** WHAT YOU NEED TO DO **
Turn the stretch of the listing below, from the line containing "Where can the red stem" through the line containing "pixel 239 241", into a Markdown table with the columns Row and Line. Put one line in each row, number the rows, and leave out any blank lines.

** DATA RECORDS **
## Start
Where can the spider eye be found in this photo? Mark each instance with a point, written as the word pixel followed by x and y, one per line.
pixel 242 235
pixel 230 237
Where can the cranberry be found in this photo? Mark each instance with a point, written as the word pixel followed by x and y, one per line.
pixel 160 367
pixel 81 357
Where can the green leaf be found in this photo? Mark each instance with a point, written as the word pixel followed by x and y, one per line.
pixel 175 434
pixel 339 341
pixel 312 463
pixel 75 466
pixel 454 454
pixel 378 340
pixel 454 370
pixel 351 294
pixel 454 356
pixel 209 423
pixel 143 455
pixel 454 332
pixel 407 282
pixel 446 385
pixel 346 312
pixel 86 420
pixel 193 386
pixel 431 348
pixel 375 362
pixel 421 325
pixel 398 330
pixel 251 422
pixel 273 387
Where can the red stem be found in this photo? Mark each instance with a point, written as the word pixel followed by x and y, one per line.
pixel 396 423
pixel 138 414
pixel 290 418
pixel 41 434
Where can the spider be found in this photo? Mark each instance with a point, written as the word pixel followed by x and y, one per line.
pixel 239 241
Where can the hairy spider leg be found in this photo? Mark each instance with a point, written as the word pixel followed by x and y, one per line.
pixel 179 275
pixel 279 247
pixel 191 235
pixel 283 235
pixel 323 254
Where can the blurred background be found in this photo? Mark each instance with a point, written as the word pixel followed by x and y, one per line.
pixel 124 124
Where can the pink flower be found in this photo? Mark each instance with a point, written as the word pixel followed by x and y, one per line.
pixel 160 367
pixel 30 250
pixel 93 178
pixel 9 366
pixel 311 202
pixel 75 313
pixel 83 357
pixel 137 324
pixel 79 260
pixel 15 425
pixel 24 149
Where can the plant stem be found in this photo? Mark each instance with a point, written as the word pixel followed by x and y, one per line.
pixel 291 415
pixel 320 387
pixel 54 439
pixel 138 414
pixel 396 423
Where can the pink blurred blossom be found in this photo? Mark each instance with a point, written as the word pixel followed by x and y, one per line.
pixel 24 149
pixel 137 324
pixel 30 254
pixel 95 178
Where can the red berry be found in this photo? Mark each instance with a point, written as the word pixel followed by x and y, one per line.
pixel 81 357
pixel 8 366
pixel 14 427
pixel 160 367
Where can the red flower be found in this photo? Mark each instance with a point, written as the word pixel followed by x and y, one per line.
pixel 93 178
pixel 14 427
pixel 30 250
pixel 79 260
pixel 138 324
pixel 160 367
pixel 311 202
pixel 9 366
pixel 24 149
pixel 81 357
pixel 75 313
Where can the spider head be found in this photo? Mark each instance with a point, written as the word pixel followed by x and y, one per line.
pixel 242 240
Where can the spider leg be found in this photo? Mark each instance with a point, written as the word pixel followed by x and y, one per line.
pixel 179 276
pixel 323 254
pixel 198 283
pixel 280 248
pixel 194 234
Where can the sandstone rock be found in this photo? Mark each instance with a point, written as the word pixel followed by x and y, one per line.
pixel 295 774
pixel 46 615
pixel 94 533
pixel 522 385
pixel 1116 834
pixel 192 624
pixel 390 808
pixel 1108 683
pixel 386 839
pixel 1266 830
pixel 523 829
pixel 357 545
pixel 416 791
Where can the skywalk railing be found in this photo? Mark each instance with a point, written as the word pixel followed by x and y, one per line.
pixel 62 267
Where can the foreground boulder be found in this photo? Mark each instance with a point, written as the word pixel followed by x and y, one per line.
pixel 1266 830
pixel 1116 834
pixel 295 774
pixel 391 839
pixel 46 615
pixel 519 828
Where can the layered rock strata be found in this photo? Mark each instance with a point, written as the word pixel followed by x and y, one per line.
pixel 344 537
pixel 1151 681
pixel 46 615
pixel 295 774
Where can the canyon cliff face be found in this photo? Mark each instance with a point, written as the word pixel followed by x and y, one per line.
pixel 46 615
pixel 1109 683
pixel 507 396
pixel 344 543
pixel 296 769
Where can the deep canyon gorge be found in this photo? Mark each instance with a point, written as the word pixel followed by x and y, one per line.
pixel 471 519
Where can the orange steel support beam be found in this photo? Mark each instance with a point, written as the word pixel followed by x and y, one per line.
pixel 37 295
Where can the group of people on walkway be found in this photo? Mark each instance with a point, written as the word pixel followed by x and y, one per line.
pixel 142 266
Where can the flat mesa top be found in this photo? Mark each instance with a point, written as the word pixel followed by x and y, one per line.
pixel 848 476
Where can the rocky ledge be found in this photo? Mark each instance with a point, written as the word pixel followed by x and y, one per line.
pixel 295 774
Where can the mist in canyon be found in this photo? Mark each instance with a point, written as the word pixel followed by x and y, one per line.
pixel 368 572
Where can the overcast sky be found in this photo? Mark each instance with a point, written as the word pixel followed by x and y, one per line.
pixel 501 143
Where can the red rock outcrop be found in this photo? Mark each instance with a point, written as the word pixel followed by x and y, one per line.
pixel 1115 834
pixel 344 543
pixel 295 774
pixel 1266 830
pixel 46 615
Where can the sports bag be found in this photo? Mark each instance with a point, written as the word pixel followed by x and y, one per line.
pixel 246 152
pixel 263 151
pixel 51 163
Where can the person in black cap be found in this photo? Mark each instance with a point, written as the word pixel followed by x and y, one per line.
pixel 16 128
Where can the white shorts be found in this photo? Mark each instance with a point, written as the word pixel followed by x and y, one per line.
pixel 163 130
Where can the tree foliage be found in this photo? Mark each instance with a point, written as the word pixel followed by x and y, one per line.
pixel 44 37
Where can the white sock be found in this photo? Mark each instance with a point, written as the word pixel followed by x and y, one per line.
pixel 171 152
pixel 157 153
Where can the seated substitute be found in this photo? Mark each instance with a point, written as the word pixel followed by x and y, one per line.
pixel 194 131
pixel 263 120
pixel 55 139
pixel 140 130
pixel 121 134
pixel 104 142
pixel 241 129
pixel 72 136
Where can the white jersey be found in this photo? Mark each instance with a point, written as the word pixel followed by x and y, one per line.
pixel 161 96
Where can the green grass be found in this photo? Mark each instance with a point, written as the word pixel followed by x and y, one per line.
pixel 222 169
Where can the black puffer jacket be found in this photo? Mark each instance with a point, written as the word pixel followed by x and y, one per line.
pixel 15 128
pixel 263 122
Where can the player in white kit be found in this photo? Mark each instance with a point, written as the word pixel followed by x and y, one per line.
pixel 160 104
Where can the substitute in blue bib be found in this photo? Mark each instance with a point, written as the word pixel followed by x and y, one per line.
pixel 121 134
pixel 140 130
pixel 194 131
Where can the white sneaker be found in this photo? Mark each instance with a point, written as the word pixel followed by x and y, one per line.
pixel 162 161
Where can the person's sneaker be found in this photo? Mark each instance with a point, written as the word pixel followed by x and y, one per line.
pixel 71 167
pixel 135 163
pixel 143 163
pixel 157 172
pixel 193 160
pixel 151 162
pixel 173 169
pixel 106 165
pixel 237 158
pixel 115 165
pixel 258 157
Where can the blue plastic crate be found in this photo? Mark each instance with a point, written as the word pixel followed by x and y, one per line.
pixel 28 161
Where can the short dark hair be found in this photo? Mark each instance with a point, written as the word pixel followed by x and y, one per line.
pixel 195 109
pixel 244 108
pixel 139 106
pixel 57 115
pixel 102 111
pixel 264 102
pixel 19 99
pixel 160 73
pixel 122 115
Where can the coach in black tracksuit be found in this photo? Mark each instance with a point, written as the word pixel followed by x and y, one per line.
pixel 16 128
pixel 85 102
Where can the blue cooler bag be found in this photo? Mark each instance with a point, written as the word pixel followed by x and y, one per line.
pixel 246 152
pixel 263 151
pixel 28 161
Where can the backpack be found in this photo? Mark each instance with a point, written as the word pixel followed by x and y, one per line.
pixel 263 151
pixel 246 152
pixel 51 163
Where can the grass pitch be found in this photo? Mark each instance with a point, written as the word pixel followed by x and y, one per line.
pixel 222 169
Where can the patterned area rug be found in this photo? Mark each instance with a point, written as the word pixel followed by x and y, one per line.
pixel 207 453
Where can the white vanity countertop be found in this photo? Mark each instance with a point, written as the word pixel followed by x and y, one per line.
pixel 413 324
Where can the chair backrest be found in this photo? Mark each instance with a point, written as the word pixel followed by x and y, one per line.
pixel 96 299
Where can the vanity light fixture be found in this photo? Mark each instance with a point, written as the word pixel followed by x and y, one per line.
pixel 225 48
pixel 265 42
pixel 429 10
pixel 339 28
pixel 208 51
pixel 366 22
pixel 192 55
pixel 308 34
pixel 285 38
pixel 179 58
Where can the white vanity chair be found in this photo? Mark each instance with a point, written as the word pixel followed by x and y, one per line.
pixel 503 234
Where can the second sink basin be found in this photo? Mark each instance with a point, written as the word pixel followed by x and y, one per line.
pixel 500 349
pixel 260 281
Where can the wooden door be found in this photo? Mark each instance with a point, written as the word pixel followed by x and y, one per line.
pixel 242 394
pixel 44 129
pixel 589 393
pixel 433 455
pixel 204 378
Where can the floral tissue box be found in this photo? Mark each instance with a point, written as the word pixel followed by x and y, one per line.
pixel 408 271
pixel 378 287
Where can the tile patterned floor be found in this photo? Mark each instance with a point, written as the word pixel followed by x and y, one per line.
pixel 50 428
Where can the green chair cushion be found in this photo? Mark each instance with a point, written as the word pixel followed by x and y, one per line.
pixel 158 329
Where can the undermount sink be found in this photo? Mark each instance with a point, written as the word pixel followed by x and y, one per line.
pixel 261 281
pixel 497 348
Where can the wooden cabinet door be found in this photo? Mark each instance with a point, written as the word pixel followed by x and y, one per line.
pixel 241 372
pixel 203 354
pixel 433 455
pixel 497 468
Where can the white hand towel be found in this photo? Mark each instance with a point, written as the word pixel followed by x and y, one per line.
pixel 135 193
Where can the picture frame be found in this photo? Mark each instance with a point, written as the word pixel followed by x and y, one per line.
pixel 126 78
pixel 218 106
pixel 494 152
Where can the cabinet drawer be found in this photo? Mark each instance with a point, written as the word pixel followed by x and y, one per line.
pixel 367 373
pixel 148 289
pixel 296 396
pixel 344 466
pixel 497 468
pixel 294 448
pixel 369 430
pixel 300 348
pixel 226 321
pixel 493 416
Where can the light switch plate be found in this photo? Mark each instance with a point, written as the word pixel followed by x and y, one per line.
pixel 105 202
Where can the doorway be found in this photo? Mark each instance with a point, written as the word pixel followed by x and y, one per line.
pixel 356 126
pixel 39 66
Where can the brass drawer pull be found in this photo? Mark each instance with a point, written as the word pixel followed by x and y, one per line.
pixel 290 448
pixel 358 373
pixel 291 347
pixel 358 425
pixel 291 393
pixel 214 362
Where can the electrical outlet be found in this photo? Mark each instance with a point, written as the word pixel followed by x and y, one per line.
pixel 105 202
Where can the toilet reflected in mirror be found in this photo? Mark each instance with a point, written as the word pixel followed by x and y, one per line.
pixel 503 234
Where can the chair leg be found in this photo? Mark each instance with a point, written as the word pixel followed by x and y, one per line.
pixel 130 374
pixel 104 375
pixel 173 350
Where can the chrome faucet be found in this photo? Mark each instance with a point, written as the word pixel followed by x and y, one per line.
## End
** ANSWER TO THE PROBLEM **
| Row | Line |
|---|---|
| 1 | Where can the red stem be found in this photo? Mark each instance with a point, written as the word pixel followed by x and y, one per line. |
| 2 | pixel 396 423 |
| 3 | pixel 138 414 |
| 4 | pixel 290 418 |
| 5 | pixel 41 434 |
| 6 | Where can the spider be found in this photo? Mark each instance with a point, written as the word pixel followed by x and y, one per line. |
| 7 | pixel 239 241 |